> _WORK REQUIRED_
Return the listing word for word, as given.

(Point placement records)
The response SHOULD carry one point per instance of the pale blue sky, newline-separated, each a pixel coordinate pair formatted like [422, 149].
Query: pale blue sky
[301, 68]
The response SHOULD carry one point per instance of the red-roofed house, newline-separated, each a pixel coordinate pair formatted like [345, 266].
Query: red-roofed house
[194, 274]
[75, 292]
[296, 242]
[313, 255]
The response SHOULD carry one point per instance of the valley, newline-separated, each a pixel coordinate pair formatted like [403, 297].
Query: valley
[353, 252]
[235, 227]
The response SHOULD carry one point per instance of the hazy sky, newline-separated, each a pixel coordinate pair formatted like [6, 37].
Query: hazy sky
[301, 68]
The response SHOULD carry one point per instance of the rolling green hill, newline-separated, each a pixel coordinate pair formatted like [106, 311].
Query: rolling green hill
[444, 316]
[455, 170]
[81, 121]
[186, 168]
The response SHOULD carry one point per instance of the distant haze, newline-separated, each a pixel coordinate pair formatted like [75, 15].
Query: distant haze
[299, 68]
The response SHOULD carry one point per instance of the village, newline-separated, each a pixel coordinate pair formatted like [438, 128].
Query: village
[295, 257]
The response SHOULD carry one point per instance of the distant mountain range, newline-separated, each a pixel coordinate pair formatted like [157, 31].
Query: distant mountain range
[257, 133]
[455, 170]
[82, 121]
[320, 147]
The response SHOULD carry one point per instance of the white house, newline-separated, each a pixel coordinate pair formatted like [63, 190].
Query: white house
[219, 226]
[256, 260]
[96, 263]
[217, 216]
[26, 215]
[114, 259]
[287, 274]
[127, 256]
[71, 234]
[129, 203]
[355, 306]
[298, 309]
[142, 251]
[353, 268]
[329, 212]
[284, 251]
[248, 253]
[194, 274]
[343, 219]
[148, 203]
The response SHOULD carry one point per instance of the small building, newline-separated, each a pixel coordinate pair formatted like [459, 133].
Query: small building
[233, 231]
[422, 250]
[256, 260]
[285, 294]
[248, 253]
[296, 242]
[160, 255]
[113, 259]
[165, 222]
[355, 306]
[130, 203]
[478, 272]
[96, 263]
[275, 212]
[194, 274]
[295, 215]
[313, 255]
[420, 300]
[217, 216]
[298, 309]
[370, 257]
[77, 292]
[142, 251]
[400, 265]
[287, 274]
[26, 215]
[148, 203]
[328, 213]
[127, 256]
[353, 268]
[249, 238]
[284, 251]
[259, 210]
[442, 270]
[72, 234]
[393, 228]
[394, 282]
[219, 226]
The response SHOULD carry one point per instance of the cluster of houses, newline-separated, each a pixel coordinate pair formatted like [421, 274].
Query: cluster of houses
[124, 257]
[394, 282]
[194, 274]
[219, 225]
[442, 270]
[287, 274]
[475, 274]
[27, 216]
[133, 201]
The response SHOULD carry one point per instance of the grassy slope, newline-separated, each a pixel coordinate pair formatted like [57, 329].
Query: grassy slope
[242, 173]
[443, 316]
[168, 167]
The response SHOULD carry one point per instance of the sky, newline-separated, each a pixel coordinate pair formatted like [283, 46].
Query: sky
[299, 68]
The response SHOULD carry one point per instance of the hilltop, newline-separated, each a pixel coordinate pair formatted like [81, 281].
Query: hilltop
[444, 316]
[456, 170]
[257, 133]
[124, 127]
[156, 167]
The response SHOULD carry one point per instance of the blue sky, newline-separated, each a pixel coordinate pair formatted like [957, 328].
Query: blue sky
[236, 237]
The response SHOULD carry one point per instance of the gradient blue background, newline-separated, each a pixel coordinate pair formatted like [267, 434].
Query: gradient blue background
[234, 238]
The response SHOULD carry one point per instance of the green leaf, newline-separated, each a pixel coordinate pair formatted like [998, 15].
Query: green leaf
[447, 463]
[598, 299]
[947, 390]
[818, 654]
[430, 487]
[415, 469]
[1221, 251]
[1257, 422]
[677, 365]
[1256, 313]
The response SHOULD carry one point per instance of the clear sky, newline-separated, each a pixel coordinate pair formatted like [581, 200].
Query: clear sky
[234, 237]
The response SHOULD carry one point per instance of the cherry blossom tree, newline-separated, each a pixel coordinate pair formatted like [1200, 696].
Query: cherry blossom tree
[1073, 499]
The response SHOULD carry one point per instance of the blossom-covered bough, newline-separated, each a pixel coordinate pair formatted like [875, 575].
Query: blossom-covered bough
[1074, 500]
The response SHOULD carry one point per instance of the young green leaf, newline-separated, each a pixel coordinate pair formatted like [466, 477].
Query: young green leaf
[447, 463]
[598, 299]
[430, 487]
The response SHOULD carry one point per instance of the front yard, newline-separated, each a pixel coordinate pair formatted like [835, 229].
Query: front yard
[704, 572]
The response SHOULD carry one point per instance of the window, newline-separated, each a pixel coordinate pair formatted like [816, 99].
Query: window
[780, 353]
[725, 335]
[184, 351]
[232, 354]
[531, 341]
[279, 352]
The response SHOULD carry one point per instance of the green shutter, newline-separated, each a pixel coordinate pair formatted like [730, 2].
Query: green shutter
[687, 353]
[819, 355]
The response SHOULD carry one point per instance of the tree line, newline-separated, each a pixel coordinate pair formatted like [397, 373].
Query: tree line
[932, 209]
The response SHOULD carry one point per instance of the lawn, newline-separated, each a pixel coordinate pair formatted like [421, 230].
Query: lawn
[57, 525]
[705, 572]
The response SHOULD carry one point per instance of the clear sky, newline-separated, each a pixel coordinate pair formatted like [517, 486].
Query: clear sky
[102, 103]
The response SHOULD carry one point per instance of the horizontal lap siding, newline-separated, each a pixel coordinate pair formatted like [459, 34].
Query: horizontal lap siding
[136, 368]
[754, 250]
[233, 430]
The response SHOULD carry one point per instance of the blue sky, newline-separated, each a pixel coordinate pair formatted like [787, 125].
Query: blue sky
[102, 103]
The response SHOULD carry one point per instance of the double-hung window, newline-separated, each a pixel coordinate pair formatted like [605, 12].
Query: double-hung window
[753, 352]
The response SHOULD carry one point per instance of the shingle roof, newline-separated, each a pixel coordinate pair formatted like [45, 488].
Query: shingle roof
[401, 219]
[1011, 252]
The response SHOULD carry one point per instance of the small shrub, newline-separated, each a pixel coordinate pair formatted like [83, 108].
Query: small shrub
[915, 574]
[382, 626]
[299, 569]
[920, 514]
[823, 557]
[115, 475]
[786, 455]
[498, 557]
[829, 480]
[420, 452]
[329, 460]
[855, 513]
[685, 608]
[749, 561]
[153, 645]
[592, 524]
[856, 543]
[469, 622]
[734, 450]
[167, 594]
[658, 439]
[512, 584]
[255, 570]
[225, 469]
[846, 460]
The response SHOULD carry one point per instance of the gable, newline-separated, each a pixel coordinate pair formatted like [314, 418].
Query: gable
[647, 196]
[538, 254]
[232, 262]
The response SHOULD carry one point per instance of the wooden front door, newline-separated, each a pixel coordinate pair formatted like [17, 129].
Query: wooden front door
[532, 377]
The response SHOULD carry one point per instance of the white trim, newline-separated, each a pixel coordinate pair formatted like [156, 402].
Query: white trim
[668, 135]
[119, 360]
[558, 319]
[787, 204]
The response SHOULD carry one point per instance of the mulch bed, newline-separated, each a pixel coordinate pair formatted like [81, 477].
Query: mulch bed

> _REPLY_
The response SHOULD carry one point per instance of the pale blue sky, newline-separated, each a pixel coordinate pair formatted like [422, 149].
Query: pale blue sky
[301, 68]
The response SHOULD carry one point per instance of the red-roofed house, newline-separated, each a pixel coordinate pair formatted like [345, 266].
Query: red-roofed house
[194, 274]
[75, 292]
[296, 242]
[313, 255]
The response SHOULD carry one point per instance of the valley, newline-separated, each a pixel coordinate pair formatted like [403, 297].
Query: valley
[353, 252]
[235, 227]
The response SHOULD carry one point per instance of the hazy sky, newline-separated, each a pixel coordinate pair formatted like [6, 37].
Query: hazy sky
[301, 68]
The response SHOULD carry one point per instance of the rolling green hill, newline-separated, each a pixel coordinate pair formatted like [106, 311].
Query: rolling green hill
[444, 316]
[455, 170]
[81, 121]
[186, 168]
The response SHOULD carry one point per instance of the distant haze, newline-separated, each a pixel coordinate pair formatted like [75, 15].
Query: distant haze
[299, 68]
The response SHOULD carry one point per instance of the village, newline-separated, each a pixel coordinate pair formatted like [438, 128].
Query: village
[295, 257]
The response SHOULD carry one point per instance of the distant mountain range, newline-separated, each a pixel coordinate pair formatted like [157, 31].
Query: distant mountain range
[257, 133]
[455, 170]
[82, 121]
[320, 147]
The response SHOULD carry one point per instance of the white house, newline-separated, each a pixel coordinate pair formatted like [63, 190].
Query: white house
[219, 226]
[256, 260]
[96, 263]
[217, 216]
[26, 215]
[114, 259]
[287, 274]
[127, 256]
[71, 234]
[129, 203]
[355, 306]
[298, 309]
[142, 251]
[353, 268]
[329, 212]
[284, 251]
[248, 253]
[194, 274]
[343, 219]
[148, 203]
The response SHOULD carry one point per instance of the small building, newline-separated, each a pixel coordinate pair formatted like [459, 133].
Query: small building
[233, 231]
[422, 250]
[256, 260]
[285, 294]
[248, 253]
[296, 242]
[160, 255]
[113, 259]
[165, 222]
[355, 306]
[130, 203]
[478, 272]
[96, 263]
[275, 212]
[194, 274]
[295, 215]
[313, 255]
[420, 300]
[217, 216]
[298, 309]
[370, 257]
[77, 292]
[142, 251]
[400, 265]
[287, 274]
[26, 215]
[148, 203]
[328, 213]
[127, 256]
[353, 268]
[249, 238]
[284, 251]
[259, 210]
[442, 270]
[72, 234]
[393, 228]
[394, 282]
[219, 226]
The response SHOULD carry one point per instance of the cluster of houses, newline-separated, each a pixel coordinate pair formatted like [421, 274].
Query: cluster of houses
[124, 257]
[394, 282]
[194, 274]
[219, 225]
[442, 270]
[287, 274]
[475, 274]
[27, 216]
[133, 201]
The response SHOULD carry one point per instance of the grassy slope, newline-separated, each a pixel coordinate pair formatted like [57, 329].
Query: grassy slope
[242, 173]
[443, 316]
[168, 167]
The response SHOULD carry one point per instance of the sky, newline-separated, each a pixel coordinate pair formatted like [283, 46].
Query: sky
[299, 68]
The response SHOULD carry one point per instance of the hilltop, newline-separated, each a pixel coordinate pair formatted like [81, 281].
Query: hilltop
[444, 316]
[456, 170]
[257, 133]
[124, 127]
[156, 167]
The response SHOULD carry one point per instance of the blue sky, newline-separated, each a pixel coordinate pair formatted like [957, 328].
Query: blue sky
[236, 237]
The response SHOULD carry one point per instance of the gradient blue background, newline-separated, each a pixel coordinate pair formatted like [267, 434].
Query: gradient blue background
[234, 238]
The response SHOULD carry one point per instance of the green leaf, newline-separated, each a pixel coordinate pair formatted like [998, 15].
Query: green leaf
[447, 463]
[598, 299]
[947, 390]
[818, 654]
[430, 487]
[415, 469]
[1221, 251]
[1257, 422]
[677, 365]
[1256, 313]
The response SHOULD carry one point per instance of the clear sky, newline-separated, each a pixel coordinate pair formatted like [581, 200].
Query: clear sky
[234, 237]
The response SHOULD carry one point per instance of the cherry blossom tree, newline-separated, each a pixel coordinate pair formatted like [1200, 696].
Query: cherry blossom tree
[1073, 499]
The response SHOULD carry one point per instance of the blossom-covered bough, newline-separated, each a pixel coordinate pair formatted like [875, 575].
Query: blossom-covered bough
[1074, 500]
The response SHOULD carry one point per instance of the young green leaf, newline-separated, each a pixel coordinate pair formatted like [466, 477].
Query: young green leaf
[447, 463]
[598, 299]
[430, 487]
The response SHOULD carry one point per instance of the front yard, newline-separated, each a pixel coordinate pair formatted like [835, 229].
Query: front yard
[704, 572]
The response SHOULD carry one point per instance of the window, newline-separated, each a pixel coordinate pair formatted like [816, 99].
Query: window
[780, 353]
[725, 335]
[184, 351]
[232, 354]
[531, 341]
[279, 352]
The response SHOULD carry one point per instance of the green shutter, newline-separated, each a pixel coordinate pair formatted like [730, 2].
Query: green shutter
[687, 353]
[819, 355]
The response SHOULD carry one point per instance of the tree line, newline-separated, each a pixel coordinate pair formatted like [397, 373].
Query: tree line
[932, 209]
The response SHOULD carry one point per instance of the lawn, newline-separated, each a pixel coordinate pair formatted like [421, 230].
Query: lawn
[57, 525]
[705, 572]
The response SHOULD carry one point per instance of the clear sky, newline-separated, each a pixel coordinate pair formatted like [517, 486].
Query: clear sky
[102, 103]
The response SHOULD carry one point per instance of the horizontal lap siding, newline-separated, each a pixel coordinate pair formatted like [459, 34].
Query: horizontal lap siding
[136, 368]
[754, 250]
[233, 430]
The response SHOULD carry one point per instance of the blue sky, newline-separated, each a pixel coordinate pair formatted like [787, 125].
Query: blue sky
[102, 103]
The response SHOULD carry one point per instance of the double-hung window, newline-separated, each a pixel coordinate pair formatted like [605, 12].
Query: double-hung window
[753, 352]
The response SHOULD carry one point per instance of the shingle roof, newline-separated, each a pixel coordinate pair formatted like [45, 488].
Query: shingle roof
[401, 219]
[1011, 252]
The response SHOULD carry one point per instance of the small shrub, newline-separated, each a pixel coordinate pair formatted like [83, 108].
Query: small shrub
[915, 574]
[382, 626]
[299, 569]
[920, 514]
[823, 557]
[115, 475]
[786, 455]
[498, 557]
[829, 480]
[420, 452]
[329, 460]
[855, 513]
[685, 608]
[749, 561]
[153, 645]
[592, 524]
[856, 543]
[469, 622]
[734, 450]
[167, 594]
[658, 439]
[512, 584]
[255, 570]
[225, 469]
[846, 460]
The response SHOULD carry one point per instance of the gable, newline-separated, each a pixel coordinate pair formatted like [314, 418].
Query: gable
[647, 196]
[538, 254]
[232, 262]
The response SHOULD carry one point per instance of the wooden front door, newline-separated, each a pixel coordinate pair formatted like [17, 129].
Query: wooden front door
[532, 377]
The response SHOULD carry one point per instance of the white trim, newline-separated, each a pixel coordinate pair formatted like [156, 402].
Query: white trim
[668, 135]
[119, 360]
[558, 319]
[787, 204]
The response SHOULD carry one point per instance of the mulch bed, newline-separated, each a pixel coordinate pair formatted like [81, 477].
Query: mulch bed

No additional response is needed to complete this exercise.